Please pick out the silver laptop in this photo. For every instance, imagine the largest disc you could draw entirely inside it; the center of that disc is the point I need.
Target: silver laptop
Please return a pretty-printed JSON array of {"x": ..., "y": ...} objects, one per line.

--

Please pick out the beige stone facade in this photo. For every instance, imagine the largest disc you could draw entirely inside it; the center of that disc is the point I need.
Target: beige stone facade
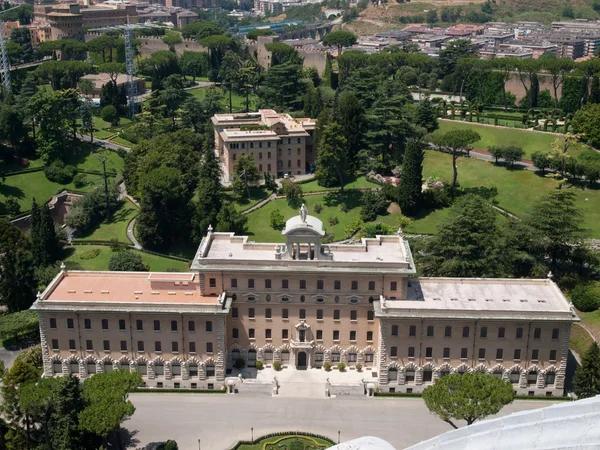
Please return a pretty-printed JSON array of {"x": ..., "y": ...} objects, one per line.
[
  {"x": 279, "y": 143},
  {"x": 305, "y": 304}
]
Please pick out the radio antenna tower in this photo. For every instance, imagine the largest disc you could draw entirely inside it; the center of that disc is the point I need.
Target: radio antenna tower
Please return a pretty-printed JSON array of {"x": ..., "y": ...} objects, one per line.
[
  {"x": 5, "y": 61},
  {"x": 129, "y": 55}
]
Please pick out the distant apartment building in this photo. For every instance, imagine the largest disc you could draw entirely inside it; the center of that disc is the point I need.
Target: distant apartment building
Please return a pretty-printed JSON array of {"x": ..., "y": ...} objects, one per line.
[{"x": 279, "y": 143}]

## The task
List every line of the records above that contains the string "point", reproducing each such line in full.

## Exercise response
Please pick out the silver laptop in this photo. For every instance, imagine the largest disc you could draw entirely inside it; the center of that disc is the point I need.
Please pick out the beige stone facade in this photo. For every instance, imagine the largest disc you could draw entirely inside it; the center of that disc is the point I need.
Please pick out the radio antenna tower in this photo. For every instance, imagine the largest disc you could draw entirely inside it; the center of that disc is the point I need.
Please pick out the distant apartment building in this photo. For every instance, imagine the largest disc you could draw entirely inside it; the center of that disc is the point I need.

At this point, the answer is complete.